→ **CHECK YOUR UNDERSTANDING**
**A)** In the Aida performance testing report, what tool was used to plot and analyze the timing results?
**B)** Write out the Aida performance report word for word from "Thursday, August 19,2004" up to and including "analyzed using Matlab.".

::: SOURCE DOCUMENT :::

Preliminary Aida Performance Testing Report

Last modified on
Tuesday, July 27, 2004 Robert C. Sass

Thursday, August 19,2004
Update DaValue test to include toString extract.
Add Slc ref.get test

Friday, August 20, 2004
Add second batch test report.
Minor corrections.

1.0 The Goal

For Aida to be an interface used by High Level Applications to access diverse data, it must have "reasonable" performance. A series of tests was run getting different types and amounts of data, different numbers of clients and using different Aida interfaces. The timing results were plotted and analyzed using Matlab.

::: INFORMATION SHOWN :::

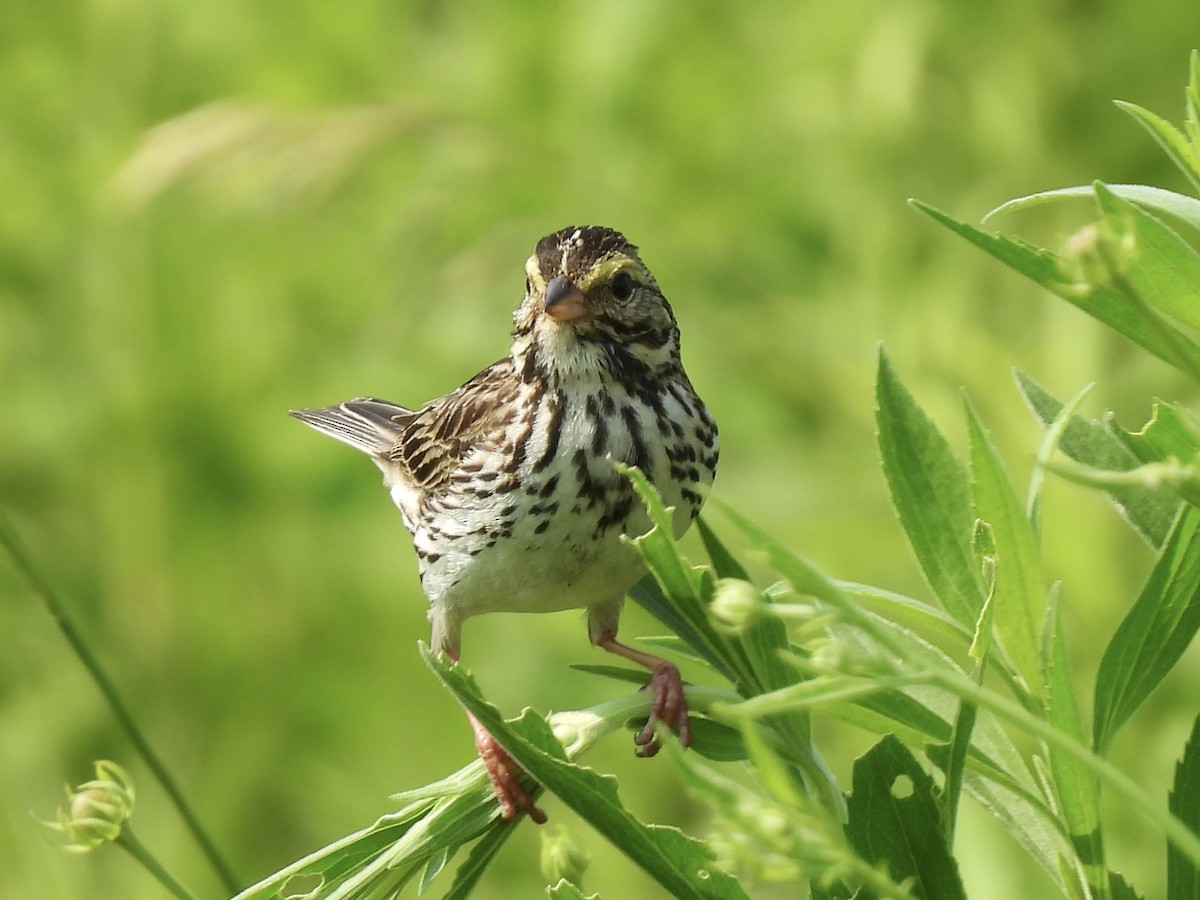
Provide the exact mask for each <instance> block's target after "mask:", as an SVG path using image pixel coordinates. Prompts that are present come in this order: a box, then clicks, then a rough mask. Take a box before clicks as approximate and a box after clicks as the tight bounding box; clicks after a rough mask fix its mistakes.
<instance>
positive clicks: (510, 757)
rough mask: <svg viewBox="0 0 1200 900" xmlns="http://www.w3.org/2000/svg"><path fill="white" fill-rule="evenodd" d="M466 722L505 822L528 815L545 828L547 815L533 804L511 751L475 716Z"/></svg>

:::

→ **ANSWERS FOR THE TASKS**
**A)** Matlab.

**B)**
Thursday, August 19,2004
Update DaValue test to include toString extract.
Add Slc ref.get test

Friday, August 20, 2004
Add second batch test report.
Minor corrections.

1.0 The Goal

For Aida to be an interface used by High Level Applications to access diverse data, it must have "reasonable" performance. A series of tests was run getting different types and amounts of data, different numbers of clients and using different Aida interfaces. The timing results were plotted and analyzed using Matlab.